§ Task brief
Each line in the records below that has the word "soldier" should be copied.

(Data entries)
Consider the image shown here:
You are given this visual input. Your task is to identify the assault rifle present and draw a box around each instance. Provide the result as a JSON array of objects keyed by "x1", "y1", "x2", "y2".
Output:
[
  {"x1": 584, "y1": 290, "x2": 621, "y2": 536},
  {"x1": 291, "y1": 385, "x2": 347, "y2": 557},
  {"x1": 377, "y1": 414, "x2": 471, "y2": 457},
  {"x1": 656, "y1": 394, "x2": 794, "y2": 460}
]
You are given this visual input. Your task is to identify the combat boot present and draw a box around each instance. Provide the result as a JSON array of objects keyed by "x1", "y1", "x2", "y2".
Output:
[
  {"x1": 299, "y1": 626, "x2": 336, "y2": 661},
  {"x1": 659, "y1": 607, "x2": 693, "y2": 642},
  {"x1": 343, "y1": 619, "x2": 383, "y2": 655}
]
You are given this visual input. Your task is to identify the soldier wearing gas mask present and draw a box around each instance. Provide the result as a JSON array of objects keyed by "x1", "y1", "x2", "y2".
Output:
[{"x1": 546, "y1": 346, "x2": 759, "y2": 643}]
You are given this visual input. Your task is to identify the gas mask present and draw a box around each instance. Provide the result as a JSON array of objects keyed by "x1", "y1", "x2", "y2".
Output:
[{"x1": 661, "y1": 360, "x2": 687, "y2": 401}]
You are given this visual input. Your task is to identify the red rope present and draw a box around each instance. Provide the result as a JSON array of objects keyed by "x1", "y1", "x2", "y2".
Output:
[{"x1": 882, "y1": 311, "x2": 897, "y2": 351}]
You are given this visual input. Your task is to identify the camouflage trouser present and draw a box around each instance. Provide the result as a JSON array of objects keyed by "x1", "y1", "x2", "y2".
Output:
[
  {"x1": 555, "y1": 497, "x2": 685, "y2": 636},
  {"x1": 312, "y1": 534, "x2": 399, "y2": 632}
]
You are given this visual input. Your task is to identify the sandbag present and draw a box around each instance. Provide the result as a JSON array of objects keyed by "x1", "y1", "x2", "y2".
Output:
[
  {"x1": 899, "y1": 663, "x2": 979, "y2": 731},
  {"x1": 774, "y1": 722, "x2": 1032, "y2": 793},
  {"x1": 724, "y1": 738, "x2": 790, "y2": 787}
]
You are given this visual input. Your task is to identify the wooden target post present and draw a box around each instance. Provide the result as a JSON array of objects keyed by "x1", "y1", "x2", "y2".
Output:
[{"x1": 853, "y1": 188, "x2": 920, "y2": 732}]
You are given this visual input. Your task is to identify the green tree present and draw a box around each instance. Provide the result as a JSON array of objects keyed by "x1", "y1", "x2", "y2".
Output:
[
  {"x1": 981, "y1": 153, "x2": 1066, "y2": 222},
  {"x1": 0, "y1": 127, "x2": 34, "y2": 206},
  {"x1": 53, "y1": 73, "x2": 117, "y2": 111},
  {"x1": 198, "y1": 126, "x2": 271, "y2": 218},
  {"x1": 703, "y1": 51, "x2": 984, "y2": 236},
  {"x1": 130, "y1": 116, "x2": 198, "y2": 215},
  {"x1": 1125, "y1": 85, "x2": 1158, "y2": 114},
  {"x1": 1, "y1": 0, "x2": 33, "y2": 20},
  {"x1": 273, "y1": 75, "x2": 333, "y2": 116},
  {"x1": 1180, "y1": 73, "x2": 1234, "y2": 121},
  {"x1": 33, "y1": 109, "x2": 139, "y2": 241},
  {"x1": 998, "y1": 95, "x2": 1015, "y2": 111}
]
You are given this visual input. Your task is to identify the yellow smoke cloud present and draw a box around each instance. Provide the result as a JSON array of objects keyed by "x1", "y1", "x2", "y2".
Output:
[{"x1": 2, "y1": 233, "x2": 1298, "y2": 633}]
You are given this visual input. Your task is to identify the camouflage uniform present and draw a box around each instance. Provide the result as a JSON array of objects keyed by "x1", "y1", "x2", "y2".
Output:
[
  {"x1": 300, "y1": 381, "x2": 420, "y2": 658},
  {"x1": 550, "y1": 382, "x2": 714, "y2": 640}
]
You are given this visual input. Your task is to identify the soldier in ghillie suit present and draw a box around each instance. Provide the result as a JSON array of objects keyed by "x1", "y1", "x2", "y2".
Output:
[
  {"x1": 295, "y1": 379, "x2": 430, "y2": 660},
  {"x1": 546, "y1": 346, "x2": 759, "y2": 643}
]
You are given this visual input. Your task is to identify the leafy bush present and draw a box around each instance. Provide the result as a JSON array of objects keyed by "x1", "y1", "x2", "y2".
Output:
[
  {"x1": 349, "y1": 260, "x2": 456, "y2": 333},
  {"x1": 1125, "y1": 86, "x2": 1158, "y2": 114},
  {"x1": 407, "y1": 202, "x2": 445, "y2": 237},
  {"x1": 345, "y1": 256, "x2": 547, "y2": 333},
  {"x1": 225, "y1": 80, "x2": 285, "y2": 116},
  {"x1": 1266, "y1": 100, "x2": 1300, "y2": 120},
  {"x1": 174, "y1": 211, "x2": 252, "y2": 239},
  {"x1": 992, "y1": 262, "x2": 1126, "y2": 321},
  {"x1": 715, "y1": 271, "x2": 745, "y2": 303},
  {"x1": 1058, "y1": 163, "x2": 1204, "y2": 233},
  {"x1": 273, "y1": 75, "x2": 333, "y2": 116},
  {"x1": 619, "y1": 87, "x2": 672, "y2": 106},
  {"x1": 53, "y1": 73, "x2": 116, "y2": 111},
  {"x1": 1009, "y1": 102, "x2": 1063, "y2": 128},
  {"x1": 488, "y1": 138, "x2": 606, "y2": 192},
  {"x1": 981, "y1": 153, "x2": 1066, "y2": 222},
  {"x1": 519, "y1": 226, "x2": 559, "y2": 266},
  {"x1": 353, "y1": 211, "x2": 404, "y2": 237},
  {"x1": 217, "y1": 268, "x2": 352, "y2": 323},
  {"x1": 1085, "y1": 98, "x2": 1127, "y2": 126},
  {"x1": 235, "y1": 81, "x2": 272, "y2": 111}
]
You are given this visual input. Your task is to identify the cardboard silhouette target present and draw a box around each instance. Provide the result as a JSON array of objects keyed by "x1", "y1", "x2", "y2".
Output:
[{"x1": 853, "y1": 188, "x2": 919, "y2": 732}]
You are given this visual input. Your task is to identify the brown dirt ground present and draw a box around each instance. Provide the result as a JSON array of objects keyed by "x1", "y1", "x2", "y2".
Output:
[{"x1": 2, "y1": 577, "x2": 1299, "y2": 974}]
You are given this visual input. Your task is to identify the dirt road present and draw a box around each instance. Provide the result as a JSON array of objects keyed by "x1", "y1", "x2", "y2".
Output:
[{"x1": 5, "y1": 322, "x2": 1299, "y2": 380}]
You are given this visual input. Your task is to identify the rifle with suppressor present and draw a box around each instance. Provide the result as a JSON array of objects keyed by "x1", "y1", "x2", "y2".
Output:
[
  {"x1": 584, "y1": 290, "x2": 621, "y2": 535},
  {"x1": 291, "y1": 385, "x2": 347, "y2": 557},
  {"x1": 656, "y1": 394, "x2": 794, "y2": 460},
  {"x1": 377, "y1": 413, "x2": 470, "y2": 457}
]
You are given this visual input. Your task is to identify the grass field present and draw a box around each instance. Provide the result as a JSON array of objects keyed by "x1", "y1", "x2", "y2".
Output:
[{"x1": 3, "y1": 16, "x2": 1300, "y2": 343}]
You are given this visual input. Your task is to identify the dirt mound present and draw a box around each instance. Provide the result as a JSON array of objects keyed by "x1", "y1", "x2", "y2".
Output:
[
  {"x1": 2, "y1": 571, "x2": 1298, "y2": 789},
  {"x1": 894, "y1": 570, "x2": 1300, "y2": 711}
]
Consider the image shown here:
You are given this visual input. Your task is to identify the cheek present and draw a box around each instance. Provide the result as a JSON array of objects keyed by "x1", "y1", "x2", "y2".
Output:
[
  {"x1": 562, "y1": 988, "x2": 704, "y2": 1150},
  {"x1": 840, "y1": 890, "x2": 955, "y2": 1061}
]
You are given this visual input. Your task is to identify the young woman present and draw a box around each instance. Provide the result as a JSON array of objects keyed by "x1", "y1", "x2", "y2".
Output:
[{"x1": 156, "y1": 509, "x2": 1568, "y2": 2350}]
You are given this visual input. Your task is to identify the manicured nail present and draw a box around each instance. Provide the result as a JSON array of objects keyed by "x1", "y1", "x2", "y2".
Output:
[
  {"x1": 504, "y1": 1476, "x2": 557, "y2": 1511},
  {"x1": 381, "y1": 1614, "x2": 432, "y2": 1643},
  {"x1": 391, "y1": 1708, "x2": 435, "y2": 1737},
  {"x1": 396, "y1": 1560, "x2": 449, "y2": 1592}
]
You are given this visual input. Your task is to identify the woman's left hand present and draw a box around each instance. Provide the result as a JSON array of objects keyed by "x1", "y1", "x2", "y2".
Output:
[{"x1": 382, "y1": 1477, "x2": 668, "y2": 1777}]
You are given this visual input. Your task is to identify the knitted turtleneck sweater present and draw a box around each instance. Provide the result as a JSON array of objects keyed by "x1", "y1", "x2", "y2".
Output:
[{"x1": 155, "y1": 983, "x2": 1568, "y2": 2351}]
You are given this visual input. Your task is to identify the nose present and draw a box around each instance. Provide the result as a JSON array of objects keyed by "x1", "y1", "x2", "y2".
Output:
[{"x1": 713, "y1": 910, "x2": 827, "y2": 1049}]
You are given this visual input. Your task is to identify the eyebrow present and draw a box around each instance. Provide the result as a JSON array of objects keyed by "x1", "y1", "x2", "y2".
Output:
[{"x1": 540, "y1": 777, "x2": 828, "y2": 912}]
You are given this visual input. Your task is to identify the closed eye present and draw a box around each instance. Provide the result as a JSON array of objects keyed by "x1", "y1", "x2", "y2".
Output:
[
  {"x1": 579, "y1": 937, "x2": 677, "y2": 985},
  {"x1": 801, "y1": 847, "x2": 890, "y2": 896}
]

§ Task answer
You are given this visual input. Your task is to identify the soldier wearing gas mask present and draw a box around each instance. Provide the result as a JSON array of objects keyed by "x1", "y1", "x2", "y2".
You are given this visual input. Your task is to identify the soldier in ghillie suit present and draw a box around each instance. Provide the result as a JSON array of objects keyed by "x1", "y1", "x2", "y2".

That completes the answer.